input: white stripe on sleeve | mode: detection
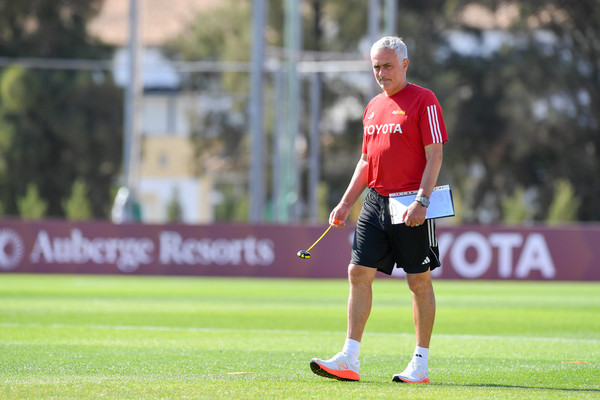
[427,104,443,143]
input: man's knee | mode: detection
[406,271,433,296]
[348,264,377,285]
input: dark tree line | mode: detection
[0,0,123,218]
[0,0,600,222]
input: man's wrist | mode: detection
[415,195,429,208]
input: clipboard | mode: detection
[389,185,455,225]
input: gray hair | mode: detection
[371,36,408,61]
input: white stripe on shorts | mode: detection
[427,219,437,247]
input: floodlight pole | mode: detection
[248,0,267,222]
[123,0,143,220]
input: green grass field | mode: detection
[0,275,600,399]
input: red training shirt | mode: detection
[362,84,448,196]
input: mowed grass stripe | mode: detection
[0,322,600,344]
[0,275,600,399]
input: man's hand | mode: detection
[402,201,427,227]
[329,202,350,228]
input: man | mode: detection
[310,37,448,383]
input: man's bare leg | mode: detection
[406,271,435,348]
[347,264,377,342]
[392,271,435,383]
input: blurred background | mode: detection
[0,0,600,224]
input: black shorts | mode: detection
[351,189,440,275]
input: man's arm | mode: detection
[404,143,444,226]
[329,153,367,228]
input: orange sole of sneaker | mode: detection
[310,360,360,382]
[392,376,429,383]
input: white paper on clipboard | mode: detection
[389,185,454,225]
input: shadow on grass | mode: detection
[429,383,600,393]
[357,380,600,393]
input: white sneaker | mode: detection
[392,360,429,383]
[310,353,360,381]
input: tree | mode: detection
[0,0,122,216]
[17,183,48,219]
[63,178,92,221]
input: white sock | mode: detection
[342,339,360,363]
[413,346,429,365]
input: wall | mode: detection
[0,220,600,281]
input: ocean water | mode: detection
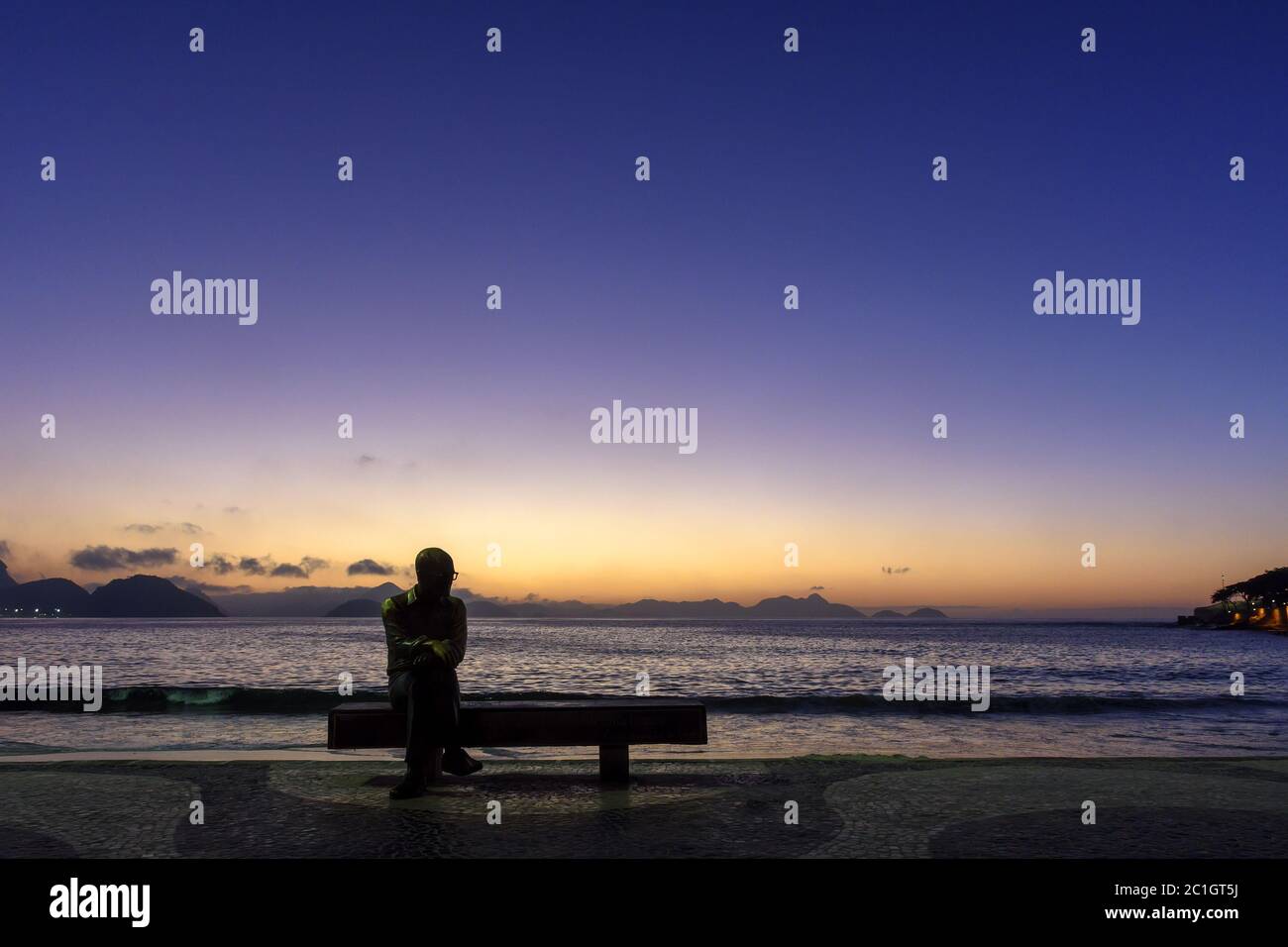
[0,618,1288,756]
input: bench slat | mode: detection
[327,697,707,750]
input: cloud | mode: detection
[345,559,395,576]
[170,576,253,595]
[237,556,273,576]
[206,553,237,576]
[269,556,331,579]
[68,546,179,573]
[125,523,205,536]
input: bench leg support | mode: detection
[425,746,443,783]
[599,743,631,783]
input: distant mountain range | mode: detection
[0,562,948,620]
[0,563,223,618]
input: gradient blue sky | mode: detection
[0,3,1288,609]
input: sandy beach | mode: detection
[0,754,1288,858]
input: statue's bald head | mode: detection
[416,546,456,598]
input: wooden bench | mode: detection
[326,697,707,783]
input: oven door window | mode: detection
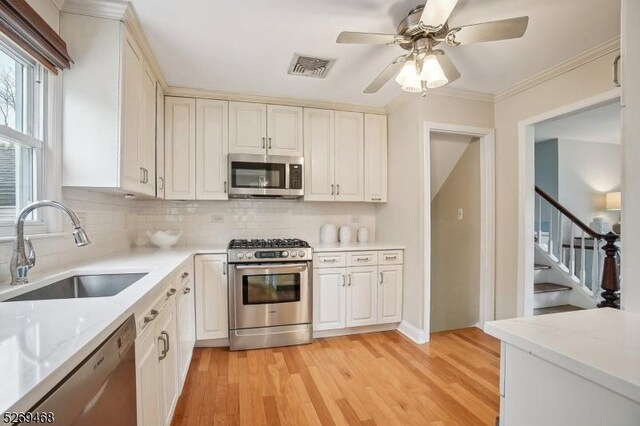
[242,273,300,305]
[231,161,286,189]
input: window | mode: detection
[0,41,47,225]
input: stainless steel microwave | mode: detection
[229,154,304,198]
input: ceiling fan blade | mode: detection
[436,52,461,84]
[362,56,407,93]
[336,31,402,44]
[420,0,458,31]
[447,16,529,46]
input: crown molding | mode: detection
[495,36,620,102]
[165,86,387,114]
[385,87,494,114]
[59,0,167,89]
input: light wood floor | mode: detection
[173,328,500,426]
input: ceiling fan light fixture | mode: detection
[420,52,449,89]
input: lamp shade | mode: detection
[605,192,622,211]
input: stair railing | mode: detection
[535,186,620,309]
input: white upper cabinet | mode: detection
[229,102,267,154]
[60,13,156,197]
[156,84,165,199]
[304,108,335,201]
[267,105,304,157]
[164,96,196,200]
[195,99,229,200]
[364,114,387,202]
[335,111,364,201]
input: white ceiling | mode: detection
[132,0,620,106]
[535,102,620,144]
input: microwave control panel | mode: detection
[289,164,302,189]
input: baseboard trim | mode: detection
[398,321,429,345]
[313,322,398,339]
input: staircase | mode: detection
[533,187,620,315]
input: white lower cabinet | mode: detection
[313,250,403,331]
[347,266,378,327]
[195,254,229,340]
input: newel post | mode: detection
[598,232,620,309]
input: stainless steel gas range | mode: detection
[227,239,313,351]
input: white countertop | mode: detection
[312,241,404,253]
[484,308,640,403]
[0,246,226,413]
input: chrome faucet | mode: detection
[11,200,91,285]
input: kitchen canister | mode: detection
[358,228,369,243]
[340,225,351,243]
[320,223,338,243]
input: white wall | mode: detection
[136,200,376,245]
[495,48,620,319]
[376,93,494,332]
[621,0,640,313]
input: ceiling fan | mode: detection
[336,0,529,93]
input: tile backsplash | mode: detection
[136,200,375,245]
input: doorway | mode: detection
[430,132,482,332]
[421,122,495,333]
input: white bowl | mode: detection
[147,231,182,249]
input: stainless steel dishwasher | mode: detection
[24,315,137,426]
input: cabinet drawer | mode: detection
[347,251,378,266]
[313,253,347,268]
[378,250,403,265]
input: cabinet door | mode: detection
[156,297,179,425]
[195,255,229,340]
[229,102,267,154]
[196,99,229,200]
[156,83,165,199]
[378,265,402,324]
[136,323,162,426]
[120,31,144,192]
[304,108,335,201]
[138,62,156,197]
[347,266,378,327]
[176,281,196,389]
[164,97,196,200]
[364,114,387,202]
[313,268,347,330]
[267,105,304,157]
[335,111,364,201]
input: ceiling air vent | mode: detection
[289,53,336,78]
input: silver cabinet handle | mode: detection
[158,331,169,361]
[144,309,158,324]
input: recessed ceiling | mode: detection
[132,0,620,106]
[535,102,620,144]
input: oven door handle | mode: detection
[233,263,308,271]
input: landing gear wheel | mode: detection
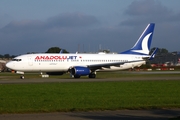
[74,75,81,78]
[20,75,24,79]
[89,74,96,78]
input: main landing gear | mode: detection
[20,75,24,79]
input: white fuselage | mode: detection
[6,53,146,72]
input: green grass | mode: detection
[0,71,180,79]
[0,80,180,113]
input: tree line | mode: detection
[0,47,174,59]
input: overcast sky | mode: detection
[0,0,180,55]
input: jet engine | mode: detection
[70,66,91,76]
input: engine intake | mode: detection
[70,66,91,76]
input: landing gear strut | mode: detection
[20,75,24,79]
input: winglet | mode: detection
[59,49,63,54]
[120,23,155,55]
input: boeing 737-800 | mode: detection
[6,23,157,78]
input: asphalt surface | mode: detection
[0,109,180,120]
[0,73,180,120]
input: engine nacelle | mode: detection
[70,66,91,76]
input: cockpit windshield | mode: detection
[12,59,21,62]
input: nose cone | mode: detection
[6,62,13,69]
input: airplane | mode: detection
[6,23,158,79]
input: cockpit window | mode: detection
[12,59,21,62]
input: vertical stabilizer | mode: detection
[120,23,155,55]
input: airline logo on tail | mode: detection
[120,23,155,55]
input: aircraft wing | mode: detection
[87,60,145,70]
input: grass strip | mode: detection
[0,80,180,113]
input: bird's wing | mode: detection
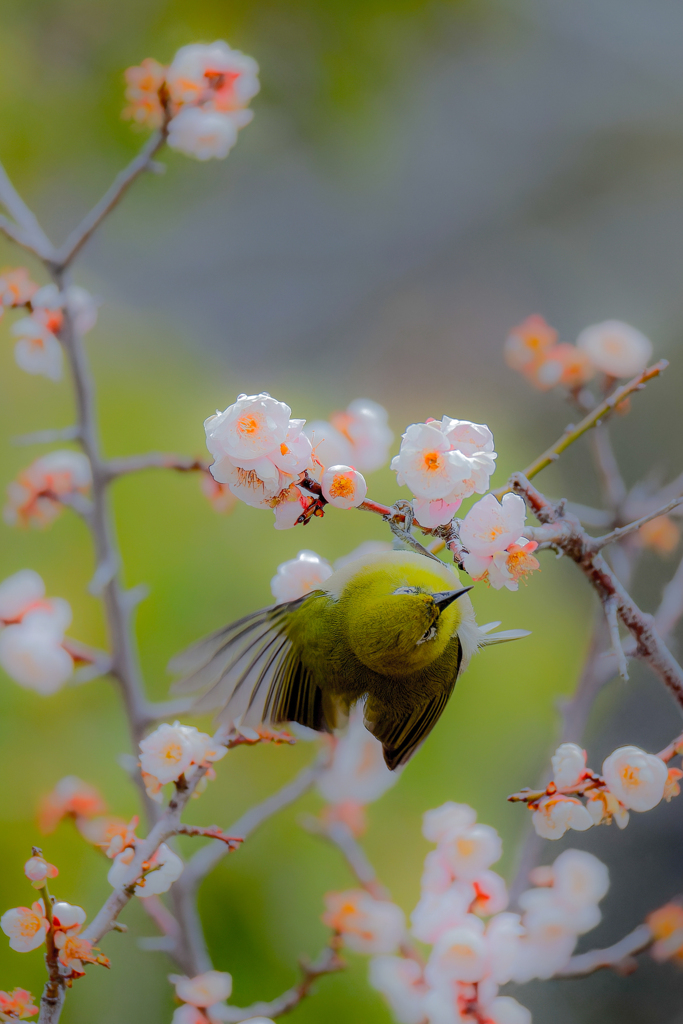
[169,594,334,732]
[365,640,463,771]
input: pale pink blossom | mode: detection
[106,843,183,898]
[270,551,332,604]
[10,315,63,381]
[169,971,232,1008]
[0,569,45,623]
[602,746,668,811]
[3,449,92,527]
[577,321,652,377]
[0,899,50,953]
[422,800,476,843]
[369,956,428,1024]
[168,106,242,160]
[321,466,368,509]
[24,854,59,889]
[317,707,400,804]
[166,40,259,112]
[439,824,503,881]
[550,743,586,790]
[425,915,488,988]
[531,796,593,839]
[323,889,405,953]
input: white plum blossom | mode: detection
[391,416,496,527]
[577,321,652,377]
[270,550,332,604]
[321,466,368,509]
[0,598,74,696]
[602,746,668,811]
[368,956,428,1024]
[106,843,183,898]
[0,899,50,953]
[169,971,232,1008]
[317,707,401,804]
[0,569,45,623]
[10,316,63,381]
[323,889,405,953]
[531,796,593,839]
[460,494,539,590]
[550,743,586,790]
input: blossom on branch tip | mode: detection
[577,321,652,377]
[3,449,92,527]
[602,746,668,811]
[0,988,40,1021]
[323,889,405,953]
[0,899,50,953]
[531,796,593,839]
[270,551,332,604]
[321,466,368,509]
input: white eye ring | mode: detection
[416,625,436,647]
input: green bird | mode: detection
[170,551,528,769]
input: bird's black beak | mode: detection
[432,587,474,611]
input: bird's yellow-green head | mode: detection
[337,552,470,676]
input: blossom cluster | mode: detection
[518,743,671,839]
[124,40,259,160]
[3,449,92,528]
[204,391,387,529]
[323,803,609,1024]
[0,267,97,381]
[505,314,652,392]
[391,416,497,528]
[0,569,74,696]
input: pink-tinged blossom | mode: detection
[270,551,332,604]
[577,321,652,377]
[10,315,63,381]
[550,743,586,790]
[0,266,38,306]
[602,746,668,811]
[166,40,259,112]
[0,569,45,624]
[3,449,92,527]
[24,855,59,889]
[317,707,400,804]
[323,889,405,953]
[321,466,368,509]
[169,971,232,1008]
[168,106,246,160]
[425,915,488,988]
[106,843,183,898]
[369,956,428,1024]
[422,800,477,843]
[0,598,74,696]
[531,796,593,839]
[411,882,476,945]
[0,899,50,953]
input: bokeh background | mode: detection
[0,0,683,1024]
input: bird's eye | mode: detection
[418,625,436,646]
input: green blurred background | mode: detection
[0,0,683,1024]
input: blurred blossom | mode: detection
[531,796,593,839]
[391,416,497,527]
[550,743,586,790]
[4,449,92,527]
[0,899,50,953]
[602,746,668,811]
[321,466,368,509]
[577,321,652,377]
[323,889,405,953]
[270,551,332,604]
[38,775,106,834]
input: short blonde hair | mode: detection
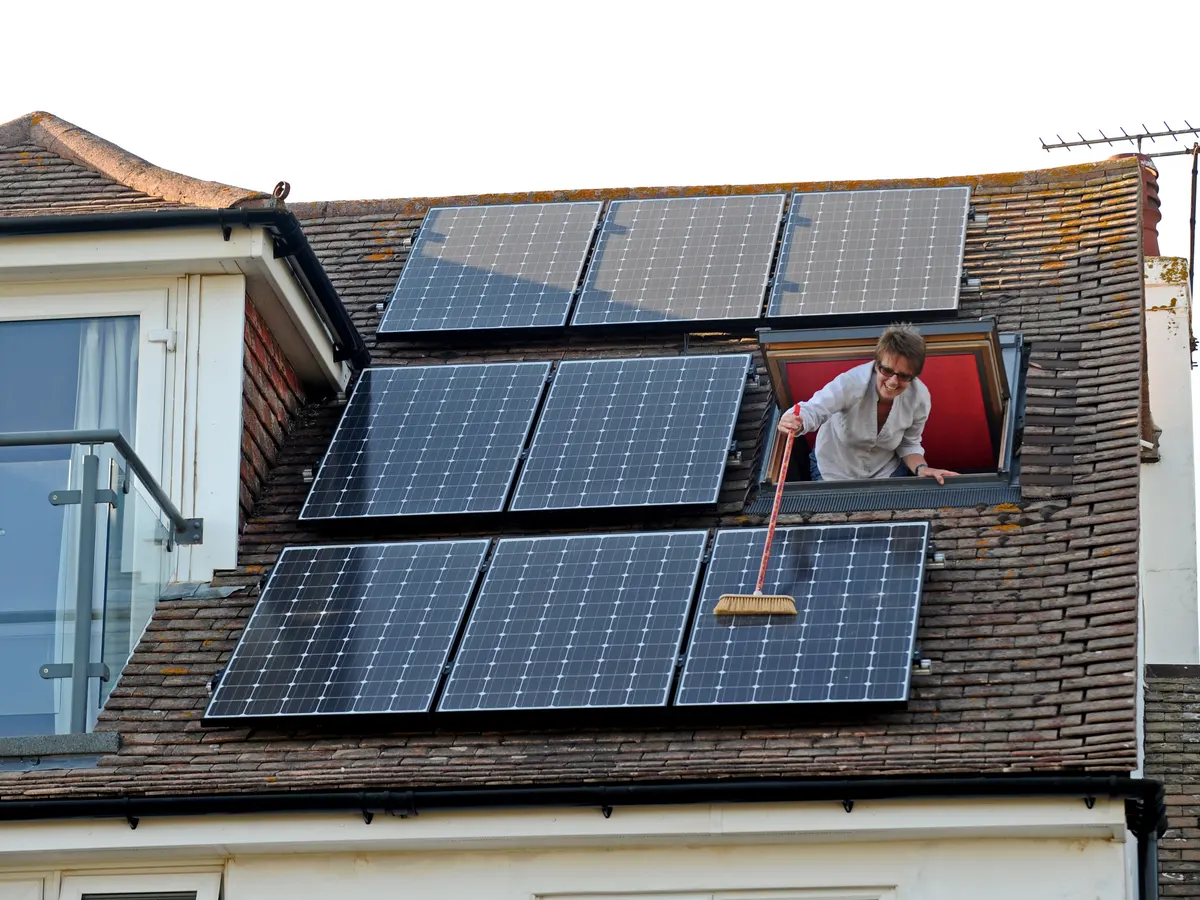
[875,322,925,376]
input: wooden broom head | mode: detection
[713,594,796,616]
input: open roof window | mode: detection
[760,318,1025,511]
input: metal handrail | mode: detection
[0,428,204,734]
[0,428,204,544]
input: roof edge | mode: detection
[288,158,1139,218]
[0,773,1166,836]
[0,112,271,209]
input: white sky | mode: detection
[7,0,1200,482]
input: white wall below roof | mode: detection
[1139,257,1200,665]
[0,798,1135,900]
[224,840,1127,900]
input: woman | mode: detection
[779,325,959,485]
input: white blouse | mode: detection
[800,362,931,481]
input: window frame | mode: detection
[748,317,1030,512]
[0,282,172,484]
[58,871,222,900]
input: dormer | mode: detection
[0,113,366,737]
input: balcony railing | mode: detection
[0,431,204,737]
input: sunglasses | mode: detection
[875,362,917,384]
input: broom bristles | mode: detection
[713,594,796,616]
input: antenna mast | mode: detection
[1038,119,1200,157]
[1038,119,1200,293]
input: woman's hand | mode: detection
[917,466,959,485]
[779,407,804,434]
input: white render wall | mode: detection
[1140,257,1200,665]
[0,798,1136,900]
[224,840,1127,900]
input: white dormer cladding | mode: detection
[0,226,350,581]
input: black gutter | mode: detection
[0,208,371,368]
[0,775,1165,834]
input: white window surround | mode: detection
[0,275,246,581]
[58,872,221,900]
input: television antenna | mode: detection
[1038,119,1200,293]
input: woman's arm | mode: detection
[901,454,959,485]
[779,366,870,434]
[896,403,959,485]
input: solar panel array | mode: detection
[379,203,600,335]
[571,194,784,325]
[676,522,929,706]
[206,540,490,719]
[300,362,550,520]
[767,187,971,316]
[510,354,750,510]
[379,187,971,336]
[438,532,708,712]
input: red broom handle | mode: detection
[754,403,800,594]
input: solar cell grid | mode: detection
[379,203,600,335]
[206,540,488,719]
[676,522,929,706]
[300,362,550,520]
[438,532,707,712]
[767,187,971,316]
[510,354,750,510]
[571,194,784,325]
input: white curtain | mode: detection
[56,317,138,732]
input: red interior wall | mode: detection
[787,353,1000,472]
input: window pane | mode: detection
[0,317,138,736]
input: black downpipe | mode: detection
[1138,829,1158,900]
[0,209,371,368]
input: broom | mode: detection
[713,403,800,616]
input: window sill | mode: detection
[745,474,1021,516]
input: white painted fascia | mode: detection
[0,798,1127,868]
[0,226,350,390]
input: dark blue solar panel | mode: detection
[438,532,708,712]
[300,362,550,520]
[676,522,929,706]
[206,540,488,719]
[767,187,971,316]
[571,194,784,325]
[379,203,600,335]
[510,354,750,510]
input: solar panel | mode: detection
[676,522,929,706]
[300,362,550,520]
[767,187,971,316]
[571,194,784,325]
[438,532,708,712]
[206,540,488,719]
[378,203,600,335]
[509,354,750,510]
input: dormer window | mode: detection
[760,319,1024,511]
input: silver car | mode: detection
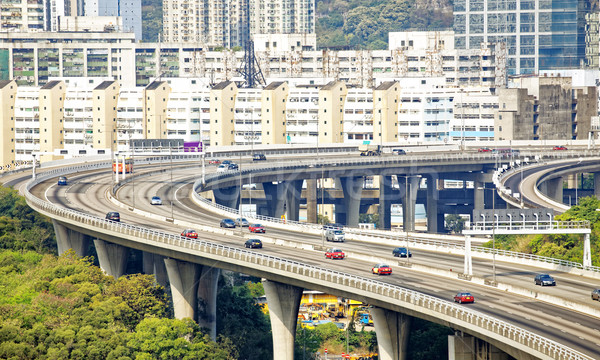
[235,218,250,227]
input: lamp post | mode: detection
[478,187,498,284]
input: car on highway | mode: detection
[150,196,162,205]
[106,211,121,222]
[325,248,346,260]
[371,263,392,275]
[454,291,475,304]
[325,229,345,242]
[235,218,250,227]
[534,274,556,286]
[181,229,198,239]
[248,224,266,234]
[392,247,412,257]
[245,239,262,249]
[219,219,235,228]
[252,154,267,161]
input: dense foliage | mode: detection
[485,196,600,266]
[0,187,57,254]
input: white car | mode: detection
[150,196,162,205]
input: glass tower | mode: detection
[454,0,591,75]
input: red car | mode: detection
[325,249,346,260]
[371,264,392,275]
[454,291,475,304]
[248,224,265,233]
[181,229,198,239]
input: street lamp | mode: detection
[477,187,498,284]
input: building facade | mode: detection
[454,0,597,75]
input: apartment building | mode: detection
[494,76,598,140]
[0,32,506,88]
[454,0,597,75]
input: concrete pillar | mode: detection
[583,234,592,267]
[398,175,421,231]
[263,181,288,219]
[198,266,221,341]
[213,186,240,209]
[473,180,485,210]
[142,251,169,287]
[52,219,90,257]
[379,175,392,230]
[335,176,363,227]
[306,179,317,224]
[165,258,200,320]
[286,180,304,221]
[594,173,600,199]
[426,175,440,233]
[463,235,473,276]
[262,280,302,360]
[370,307,410,360]
[94,239,128,279]
[448,334,512,360]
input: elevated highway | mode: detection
[7,149,600,359]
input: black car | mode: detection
[245,239,262,249]
[219,219,235,228]
[534,274,556,286]
[392,248,412,257]
[106,211,121,221]
[252,154,267,161]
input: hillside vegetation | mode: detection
[142,0,453,49]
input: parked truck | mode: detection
[358,144,381,156]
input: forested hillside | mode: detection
[142,0,452,49]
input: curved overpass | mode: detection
[12,153,597,358]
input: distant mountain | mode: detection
[142,0,452,49]
[316,0,453,49]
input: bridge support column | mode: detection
[165,258,200,320]
[540,177,563,203]
[426,176,440,233]
[379,175,392,230]
[473,180,485,210]
[371,307,410,360]
[94,239,128,279]
[143,251,169,287]
[262,280,302,360]
[213,186,240,209]
[286,180,304,221]
[52,219,90,257]
[463,235,473,276]
[335,176,363,227]
[263,181,288,218]
[594,173,600,199]
[198,266,221,341]
[448,334,510,360]
[398,175,421,231]
[306,179,317,224]
[583,234,592,266]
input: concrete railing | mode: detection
[25,169,592,360]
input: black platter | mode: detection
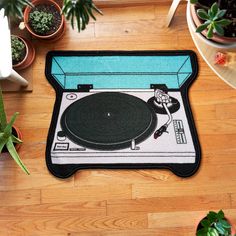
[61,92,157,150]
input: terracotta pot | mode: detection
[196,217,236,236]
[190,4,236,44]
[24,0,66,41]
[13,35,35,70]
[2,125,22,154]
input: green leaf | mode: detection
[196,23,210,33]
[215,222,227,235]
[0,88,7,132]
[219,219,231,229]
[4,112,19,136]
[0,133,7,154]
[197,228,207,236]
[197,9,210,20]
[217,210,225,219]
[92,3,103,15]
[215,10,226,19]
[214,22,225,36]
[207,211,217,222]
[206,228,219,236]
[215,19,232,26]
[201,219,211,228]
[211,2,219,17]
[11,134,22,143]
[6,137,30,175]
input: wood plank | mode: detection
[148,209,236,229]
[94,0,171,8]
[0,201,106,220]
[132,181,236,198]
[0,214,148,235]
[0,189,40,206]
[107,194,230,215]
[41,185,131,203]
[99,227,193,236]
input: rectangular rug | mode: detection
[45,51,201,178]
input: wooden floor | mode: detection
[0,4,236,236]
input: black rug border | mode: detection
[45,50,201,179]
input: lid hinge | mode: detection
[150,84,168,93]
[77,84,93,92]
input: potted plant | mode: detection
[0,88,29,175]
[196,210,236,236]
[11,35,35,70]
[0,0,33,24]
[190,0,236,45]
[24,0,65,40]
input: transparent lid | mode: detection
[51,55,193,89]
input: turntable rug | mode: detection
[45,51,201,178]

_To be done_
Please copy out the records verbatim, starting at the line that contains "input: car on highway | mode: detection" and ending at the line that contains "[12,153,597,358]", with both of those lines included.

_Written answer_
input: car on highway | mode: detection
[150,196,162,205]
[106,211,121,222]
[325,248,346,260]
[371,263,392,275]
[454,291,475,304]
[325,229,345,242]
[235,218,250,227]
[534,274,556,286]
[181,229,198,239]
[248,224,266,234]
[392,247,412,257]
[245,239,262,249]
[219,219,235,228]
[252,154,267,161]
input: dense foliage | mode: detection
[485,196,600,266]
[0,187,57,254]
input: white car | mode: detection
[150,196,162,205]
input: glass tower | mode: detection
[454,0,591,75]
input: red car | mode: detection
[325,249,346,260]
[371,264,392,275]
[454,291,475,304]
[248,224,265,233]
[181,229,198,239]
input: street lamp | mode: detection
[477,187,498,284]
input: building facade | mode: detection
[454,0,597,75]
input: apartment building | mode: detection
[494,76,598,140]
[0,32,506,88]
[454,0,597,75]
input: concrete pillar | mode: detection
[583,234,592,267]
[398,175,421,231]
[263,181,288,219]
[198,266,221,341]
[213,186,240,209]
[473,180,485,210]
[142,251,169,287]
[52,219,90,257]
[379,175,392,230]
[335,176,363,227]
[306,179,317,224]
[165,258,200,320]
[286,180,304,221]
[594,173,600,199]
[426,175,440,233]
[463,235,473,276]
[262,280,302,360]
[370,307,410,360]
[94,239,128,279]
[448,334,512,360]
input: elevated highway | mode: detection
[7,149,600,359]
input: black car | mode: detection
[245,239,262,249]
[219,219,235,228]
[534,274,556,286]
[392,248,412,257]
[106,211,121,221]
[252,154,267,161]
input: hillside vegetation | mode: detection
[142,0,453,49]
input: parked truck | mode: detection
[358,144,381,156]
input: forested hillside | mode: detection
[142,0,452,49]
input: curved overpass | mode: detection
[12,153,597,358]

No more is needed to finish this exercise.